▸ TRAVAIL DEMANDÉ
(A) Recopiez intégralement l'article sur le partenariat commercial RCEP, sans y changer quoi que ce soit.
(B) Mettez dans un tableau Markdown à deux colonnes, « Numéro » et « Ligne du listing », les lignes du listing qui vont de celle contenant « the fallen log » jusqu'à la fin du listing, les deux extrémités comprises. Omettez les lignes vides.

▸ EXTRAIT DU TEXTE
===
Portée et limite d’un nouvel accord commercial XXL

La Chine va-t-elle conquérir la zone Asie-Pacifique avec le RCEP ?

Juan Chingo

La Chine va-t-elle conquérir la zone Asie-Pacifique avec le RCEP ?

Juan Chingo

La Chine et quatorze autres pays viennent de signer le Partenariat économique régional global, le plus grand accord commercial au monde. Retour à une mondialisation en crise, comme le soulignent certains médias, ou accord plus modeste ? Possibilité pour la Chine de conquérir la zone Asie-Pacifique, ou signe avant-coureurs de conflits plus importants dans un futur plus ou moins proche ?

Selon la grande majorité de la presse mondiale, le Partenariat économique régional global (ou RCEP, en anglais), qui couvrira 30 % du PIB et de la population mondiale, est une percée pour Pékin, qui a réussi à se positionner au centre des réseaux de commerce et d’investissement de la région, dépassant les États-Unis en tant que première puissance dans la diplomatie économique de la zone Asie-Pacifique.

En outre, l’accord serait un fort coup de pouce à la mondialisation en crise après les années Trump. Comme le dit Keisuke Hanyuda, PDG de Owls Consulting Group Inc, ancien haut-fonctionnaire japonais du ministère du Commerce, impliqué dans les négociations de libre-échange, « le RCEP crée une dynamique en faveur du libre-échange et envoie le message que le monde revient à la mondialisation, loin du protectionnisme de Trump ».
===
Exemples d'étiquetage par points
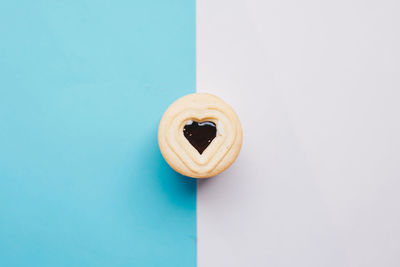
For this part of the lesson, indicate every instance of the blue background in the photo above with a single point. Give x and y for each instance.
(83, 85)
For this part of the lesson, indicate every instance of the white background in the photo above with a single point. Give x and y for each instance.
(316, 85)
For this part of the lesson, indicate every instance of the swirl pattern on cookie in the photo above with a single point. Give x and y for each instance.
(216, 154)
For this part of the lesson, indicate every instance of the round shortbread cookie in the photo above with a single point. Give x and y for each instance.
(200, 135)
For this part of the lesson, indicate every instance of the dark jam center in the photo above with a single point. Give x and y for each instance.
(200, 134)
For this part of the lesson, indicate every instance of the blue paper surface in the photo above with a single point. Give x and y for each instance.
(83, 85)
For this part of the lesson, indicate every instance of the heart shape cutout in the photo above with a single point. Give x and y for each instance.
(200, 134)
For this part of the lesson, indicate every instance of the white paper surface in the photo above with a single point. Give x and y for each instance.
(316, 85)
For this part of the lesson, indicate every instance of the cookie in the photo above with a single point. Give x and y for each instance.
(200, 135)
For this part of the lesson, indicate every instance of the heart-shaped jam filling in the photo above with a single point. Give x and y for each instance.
(200, 134)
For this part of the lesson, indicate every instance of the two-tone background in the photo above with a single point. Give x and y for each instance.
(316, 85)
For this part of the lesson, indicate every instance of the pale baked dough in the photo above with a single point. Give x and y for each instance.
(177, 150)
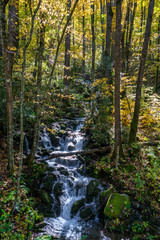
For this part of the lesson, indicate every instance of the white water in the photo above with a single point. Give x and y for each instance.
(74, 188)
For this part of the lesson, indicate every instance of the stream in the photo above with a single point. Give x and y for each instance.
(71, 185)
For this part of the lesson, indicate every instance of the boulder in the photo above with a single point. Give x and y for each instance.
(92, 190)
(48, 182)
(87, 213)
(129, 167)
(71, 147)
(117, 205)
(105, 194)
(45, 197)
(76, 206)
(58, 189)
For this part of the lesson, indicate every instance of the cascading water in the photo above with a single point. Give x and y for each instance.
(69, 188)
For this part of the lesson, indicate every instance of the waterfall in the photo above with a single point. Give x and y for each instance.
(72, 187)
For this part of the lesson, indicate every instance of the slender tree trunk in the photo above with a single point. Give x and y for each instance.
(102, 11)
(117, 147)
(38, 94)
(93, 42)
(60, 41)
(67, 48)
(28, 41)
(123, 35)
(108, 42)
(134, 122)
(13, 23)
(8, 57)
(157, 82)
(84, 42)
(130, 36)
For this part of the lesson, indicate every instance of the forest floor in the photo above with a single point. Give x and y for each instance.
(138, 176)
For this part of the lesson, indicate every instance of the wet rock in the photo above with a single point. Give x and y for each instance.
(45, 197)
(39, 226)
(48, 182)
(129, 167)
(87, 213)
(117, 205)
(58, 189)
(105, 194)
(54, 139)
(71, 147)
(103, 200)
(92, 190)
(76, 206)
(63, 171)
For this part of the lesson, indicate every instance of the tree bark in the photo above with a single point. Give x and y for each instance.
(117, 147)
(128, 43)
(8, 57)
(134, 122)
(102, 11)
(67, 48)
(123, 64)
(93, 42)
(13, 23)
(84, 42)
(37, 106)
(108, 42)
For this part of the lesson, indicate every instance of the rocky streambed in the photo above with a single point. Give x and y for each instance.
(74, 204)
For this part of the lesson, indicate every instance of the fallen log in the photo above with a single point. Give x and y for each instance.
(107, 150)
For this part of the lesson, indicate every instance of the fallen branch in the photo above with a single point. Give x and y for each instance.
===
▸ CORRIGÉ DES EXERCICES
(A)
Portée et limite d’un nouvel accord commercial XXL

La Chine va-t-elle conquérir la zone Asie-Pacifique avec le RCEP ?

Juan Chingo

La Chine va-t-elle conquérir la zone Asie-Pacifique avec le RCEP ?

Juan Chingo

La Chine et quatorze autres pays viennent de signer le Partenariat économique régional global, le plus grand accord commercial au monde. Retour à une mondialisation en crise, comme le soulignent certains médias, ou accord plus modeste ? Possibilité pour la Chine de conquérir la zone Asie-Pacifique, ou signe avant-coureurs de conflits plus importants dans un futur plus ou moins proche ?

Selon la grande majorité de la presse mondiale, le Partenariat économique régional global (ou RCEP, en anglais), qui couvrira 30 % du PIB et de la population mondiale, est une percée pour Pékin, qui a réussi à se positionner au centre des réseaux de commerce et d’investissement de la région, dépassant les États-Unis en tant que première puissance dans la diplomatie économique de la zone Asie-Pacifique.

En outre, l’accord serait un fort coup de pouce à la mondialisation en crise après les années Trump. Comme le dit Keisuke Hanyuda, PDG de Owls Consulting Group Inc, ancien haut-fonctionnaire japonais du ministère du Commerce, impliqué dans les négociations de libre-échange, « le RCEP crée une dynamique en faveur du libre-échange et envoie le message que le monde revient à la mondialisation, loin du protectionnisme de Trump ».

(B)
| Numéro | Ligne du listing |
|---|---|
| 1 | For this part of the lesson, indicate every instance of the fallen log in the photo above with a single point. Give x and y for each instance. |
| 2 | (107, 150) |
| 3 | For this part of the lesson, indicate every instance of the fallen branch in the photo above with a single point. Give x and y for each instance. |